Raw records:
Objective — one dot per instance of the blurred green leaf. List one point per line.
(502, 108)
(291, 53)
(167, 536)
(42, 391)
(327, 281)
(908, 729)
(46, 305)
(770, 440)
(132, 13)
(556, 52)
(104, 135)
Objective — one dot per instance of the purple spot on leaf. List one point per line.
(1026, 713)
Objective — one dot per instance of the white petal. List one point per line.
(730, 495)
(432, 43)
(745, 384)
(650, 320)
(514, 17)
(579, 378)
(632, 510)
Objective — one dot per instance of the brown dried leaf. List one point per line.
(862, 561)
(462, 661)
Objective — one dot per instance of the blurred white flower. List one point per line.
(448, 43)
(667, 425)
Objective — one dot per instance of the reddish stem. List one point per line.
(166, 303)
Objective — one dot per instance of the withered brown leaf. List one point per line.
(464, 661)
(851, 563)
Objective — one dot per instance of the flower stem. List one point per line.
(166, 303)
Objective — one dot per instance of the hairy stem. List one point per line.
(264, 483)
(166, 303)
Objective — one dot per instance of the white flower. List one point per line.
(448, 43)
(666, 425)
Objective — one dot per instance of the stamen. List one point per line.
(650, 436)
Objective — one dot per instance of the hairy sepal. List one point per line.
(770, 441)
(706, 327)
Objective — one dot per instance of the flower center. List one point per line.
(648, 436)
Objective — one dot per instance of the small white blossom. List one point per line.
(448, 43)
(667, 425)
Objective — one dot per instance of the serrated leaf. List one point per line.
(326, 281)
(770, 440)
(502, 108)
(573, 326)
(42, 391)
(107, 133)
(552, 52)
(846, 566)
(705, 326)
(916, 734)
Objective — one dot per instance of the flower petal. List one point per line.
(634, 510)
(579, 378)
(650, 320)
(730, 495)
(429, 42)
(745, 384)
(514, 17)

- _Exercise aim_
Copy out the material above line for line, with no changes.

- _Result_
Objective — one dot per instance of the blurred green leaf. List one point per line.
(502, 108)
(291, 53)
(167, 536)
(42, 391)
(327, 281)
(908, 729)
(46, 305)
(770, 440)
(132, 13)
(556, 52)
(104, 135)
Objective — one dot per instance of the purple spot on leaf. List one point per line.
(1026, 713)
Objective — one dot per instance of the white petal. List one point per line.
(730, 495)
(432, 43)
(745, 384)
(650, 320)
(514, 17)
(579, 378)
(632, 510)
Objective — one dot per instance of the brown dried leaf. List one point per line.
(862, 561)
(462, 661)
Objective — one dot per instance of the blurred white flower. List one point per line.
(448, 43)
(667, 425)
Objective — one dot per instance of the reddish stem. List one point per line.
(166, 303)
Objective — one dot per instance of the withered brown leaf. List one point per line.
(464, 661)
(851, 563)
Objective — one dot per instance of the flower stem. List one point per line.
(166, 303)
Objective — one dot per instance of the hairy stem. List one point per line.
(264, 483)
(166, 303)
Objective — one dot per instance of the white flower. List one point per line.
(448, 43)
(666, 425)
Objective — one dot per instance of the stamen. List one point per line.
(650, 436)
Objective — one dot per instance of the hairy sepal. List one point per line.
(770, 441)
(706, 327)
Objective — one dot per instance of the flower center. List one point per line.
(648, 436)
Objective — one dot per instance of the small white blossom. List one point per line.
(448, 43)
(667, 425)
Objective — one dot per instance of the serrated leaf. List one point per line.
(326, 281)
(770, 440)
(502, 108)
(573, 326)
(42, 391)
(107, 133)
(552, 52)
(846, 566)
(705, 326)
(916, 734)
Objective — one dot per instance of the flower petal. List one point per line.
(634, 510)
(579, 378)
(650, 320)
(730, 495)
(429, 42)
(745, 384)
(514, 17)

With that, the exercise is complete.